* Work to be completed *
The answer must restate the records below word for word.

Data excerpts

*** Block opens ***

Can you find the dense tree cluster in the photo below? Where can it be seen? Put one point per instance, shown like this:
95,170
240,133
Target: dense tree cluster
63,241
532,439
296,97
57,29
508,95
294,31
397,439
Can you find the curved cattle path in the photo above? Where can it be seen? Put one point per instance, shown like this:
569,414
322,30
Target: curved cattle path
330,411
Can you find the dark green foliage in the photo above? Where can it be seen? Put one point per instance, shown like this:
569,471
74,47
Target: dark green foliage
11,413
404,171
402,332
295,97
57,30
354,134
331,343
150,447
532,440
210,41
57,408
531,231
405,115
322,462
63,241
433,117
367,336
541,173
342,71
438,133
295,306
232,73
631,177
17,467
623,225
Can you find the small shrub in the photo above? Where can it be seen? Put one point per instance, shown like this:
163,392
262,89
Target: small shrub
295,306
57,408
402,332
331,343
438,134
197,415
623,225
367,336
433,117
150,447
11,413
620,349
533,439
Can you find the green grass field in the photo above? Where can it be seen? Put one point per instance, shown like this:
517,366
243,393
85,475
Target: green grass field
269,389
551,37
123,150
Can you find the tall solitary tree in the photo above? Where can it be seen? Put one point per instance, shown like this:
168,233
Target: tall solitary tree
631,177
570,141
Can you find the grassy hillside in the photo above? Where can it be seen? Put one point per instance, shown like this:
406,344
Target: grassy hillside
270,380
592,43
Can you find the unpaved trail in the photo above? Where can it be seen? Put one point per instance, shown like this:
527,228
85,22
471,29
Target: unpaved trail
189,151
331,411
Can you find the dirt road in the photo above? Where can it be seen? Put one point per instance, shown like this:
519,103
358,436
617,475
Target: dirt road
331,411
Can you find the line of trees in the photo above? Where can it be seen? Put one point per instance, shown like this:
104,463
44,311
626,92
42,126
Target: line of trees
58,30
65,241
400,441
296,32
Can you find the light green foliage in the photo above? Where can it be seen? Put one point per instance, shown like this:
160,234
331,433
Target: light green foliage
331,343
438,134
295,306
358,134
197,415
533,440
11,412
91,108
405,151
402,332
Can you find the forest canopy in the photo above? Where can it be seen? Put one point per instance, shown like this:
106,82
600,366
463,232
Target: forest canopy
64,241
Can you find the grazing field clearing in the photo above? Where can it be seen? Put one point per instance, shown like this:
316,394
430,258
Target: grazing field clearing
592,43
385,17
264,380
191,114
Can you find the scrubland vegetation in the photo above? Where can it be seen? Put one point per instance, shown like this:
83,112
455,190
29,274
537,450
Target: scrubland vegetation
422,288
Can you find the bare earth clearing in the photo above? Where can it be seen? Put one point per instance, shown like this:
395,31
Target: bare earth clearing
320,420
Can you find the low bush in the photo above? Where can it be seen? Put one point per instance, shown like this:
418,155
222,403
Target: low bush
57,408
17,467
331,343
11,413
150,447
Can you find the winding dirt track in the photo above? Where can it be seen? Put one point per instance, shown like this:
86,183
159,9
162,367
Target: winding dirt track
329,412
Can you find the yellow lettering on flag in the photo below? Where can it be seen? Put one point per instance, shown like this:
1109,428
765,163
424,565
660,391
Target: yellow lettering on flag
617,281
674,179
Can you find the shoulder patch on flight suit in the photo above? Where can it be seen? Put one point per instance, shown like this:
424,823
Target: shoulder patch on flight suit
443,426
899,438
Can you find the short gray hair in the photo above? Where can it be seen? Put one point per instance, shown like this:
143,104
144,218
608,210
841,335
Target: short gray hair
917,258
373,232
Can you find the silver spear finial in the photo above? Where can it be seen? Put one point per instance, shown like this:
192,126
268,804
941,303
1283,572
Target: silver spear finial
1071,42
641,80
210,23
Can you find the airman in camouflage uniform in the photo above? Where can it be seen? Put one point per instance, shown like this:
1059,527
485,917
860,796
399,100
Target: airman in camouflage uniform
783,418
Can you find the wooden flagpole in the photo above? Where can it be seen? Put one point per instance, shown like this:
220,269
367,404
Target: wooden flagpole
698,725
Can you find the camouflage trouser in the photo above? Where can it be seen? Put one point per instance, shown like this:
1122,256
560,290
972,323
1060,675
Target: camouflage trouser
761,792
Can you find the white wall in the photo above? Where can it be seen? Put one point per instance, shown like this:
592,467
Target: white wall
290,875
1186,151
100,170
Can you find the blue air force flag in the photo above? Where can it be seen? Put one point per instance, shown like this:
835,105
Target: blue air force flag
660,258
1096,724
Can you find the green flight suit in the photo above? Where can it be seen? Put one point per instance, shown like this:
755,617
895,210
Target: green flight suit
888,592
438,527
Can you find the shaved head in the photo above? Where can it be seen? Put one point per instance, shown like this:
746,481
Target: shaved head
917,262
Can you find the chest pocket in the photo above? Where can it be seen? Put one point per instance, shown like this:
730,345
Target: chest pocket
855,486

*** Block closes ***

* Exercise answer *
Can you find the dense tree cluster in the photo below? Where can it be seen? Put one point per instance, shown like this:
95,170
240,133
Target: dense tree cluster
63,241
532,439
296,97
57,29
508,95
294,31
397,439
Can you find the curved cattle path in the photo above? Where can it be seen? Put one point per instance, shown like this:
569,414
322,30
Target: curved cattle path
330,411
Can you find the dark green foliage in the photo above? Where can it be seen? Put one point per instance, shown like this:
569,471
74,47
Target: dark green foliage
11,413
404,171
402,332
295,97
57,30
354,134
331,343
150,447
532,440
210,41
57,408
531,231
405,115
322,462
63,241
433,117
367,336
541,173
342,71
438,133
295,306
232,73
631,177
17,467
623,225
Can you find the small shrub in the photo above? Where can it be seen? Put one point per instance, shown like this:
163,392
262,89
Target: small shrub
295,306
57,408
402,332
331,343
438,134
197,415
623,225
367,336
433,117
150,447
11,413
620,349
533,439
Can you find the green grass field in the photo above? Where can it be seen? Put one point per instance, shown like this:
517,366
243,393
85,475
Target: green grass field
269,389
551,37
123,150
Can you find the tall solitary tree in the photo above? Where can it be seen? Put one point per instance, shown like this:
168,233
Target: tall solitary tree
631,177
570,141
Can you find the grassy hillside in the photo above? Where can it be seen? Put one point per instance, shown like this:
406,344
Target: grassy hillside
270,380
592,43
Can you find the unpaved trail in the photo above? Where can it be seen? Put one point per instance, shown like this:
527,228
85,22
471,29
Target: unpaved trail
189,151
331,411
Can you find the dirt road in the photo above? Where can it be seen? Put one point per instance, shown like this:
519,103
358,436
617,475
Target: dirt road
331,411
Can you find the line of trees in the photo above? Where can it be seen? Put one point per instance, shown like this:
104,463
44,311
626,92
42,126
Target: line of trees
58,30
65,241
400,441
296,32
Can you find the light green foliage in the photo above? Where can it be seen? Put one point per instance, shown like this:
160,234
331,433
Target: light green foliage
331,343
438,134
295,306
358,134
197,415
533,440
11,412
91,108
405,151
402,332
Can you find the forest canopy in the photo above? Where can it be seen? Put one point per instance, shown like this:
106,82
600,366
463,232
Target: forest canopy
64,241
Can you find the grazing field clearing in the photo above? Where can it be seen? Put one point per instance, shown like this:
316,394
430,258
Target: grazing field clearing
592,43
385,17
264,380
191,114
Can you find the scrubland vegetation in the photo above? Where can it be seen? Put one point per instance, shown like this:
83,112
455,190
29,274
537,450
Target: scrubland vegetation
422,288
Can you find the bare earth clearing in the photo above? Where can it be seen? Put one point per instance, shown like this:
395,31
Target: bare earth clearing
320,420
Can you find the low bush in the photo above? Where can it be seen? Put one point per instance, shown like this:
418,155
222,403
Target: low bush
57,408
17,467
331,343
11,413
150,447
Can you find the winding dirt track in the photo above? Where can it be seen? Put one point per instance, shown like this:
86,183
159,9
162,367
Target: winding dirt track
329,412
Can you find the yellow lettering on flag in the photo below? Where can it be seen? Put one point per instance, shown like this:
1109,428
765,163
424,565
660,391
Target: yellow lettering on flag
617,281
674,179
Can you find the shoulder patch on flight suit in the photo above? Where can it be seen? Put one point per instance, shown like this:
424,823
Target: shoulder patch on flight suit
443,426
899,438
Can you find the short gray hair in the photo above? Where can it be seen? Put one point per instance, shown like this:
143,104
144,218
608,210
841,335
Target: short gray hair
917,258
373,232
Can you find the silver spear finial in the photo above? Where can it be seen? Put one point per instance, shown like this:
192,126
268,804
941,303
1283,572
Target: silver spear finial
1071,42
641,80
210,23
Can you find the airman in camouflage uniform in the photo above? Where can it be seen? Put one point per instance, shown like this:
1059,527
485,917
860,796
399,100
Target: airman in camouflage uniform
783,418
Can you find the wooden flagpole in the photo above? Where can it be seen? Put one point per instance, shown like this:
220,269
367,404
Target: wooden flagpole
698,725
Can you find the camouflage trouser in the photo above? Where can it be seen? Put one point per instance, shown like this:
1122,256
560,290
972,323
1060,675
Target: camouflage trouser
761,792
Can you find the white wall in the photo above? Where can it be seen? Put one point per instance, shown like this:
592,467
Target: white wall
290,875
1186,151
100,170
Can you find the blue air force flag in the photo above? Where can it be seen? Put one point per instance, shown like this:
835,105
Target: blue air force flag
660,258
1096,724
Can you find the green flight suit in the photo above? Where can it be seen? Put one point per instance, shown like this:
755,617
895,210
Target: green flight suit
888,592
438,527
Can you find the shaved head in the photo above? Where can it be seen? Put one point per instance, shown like this:
746,481
Target: shaved head
917,262
Can you find the chest pocket in the photo above? Where can it be seen? Put one point per instance, shown like this:
730,345
Target: chest pocket
855,486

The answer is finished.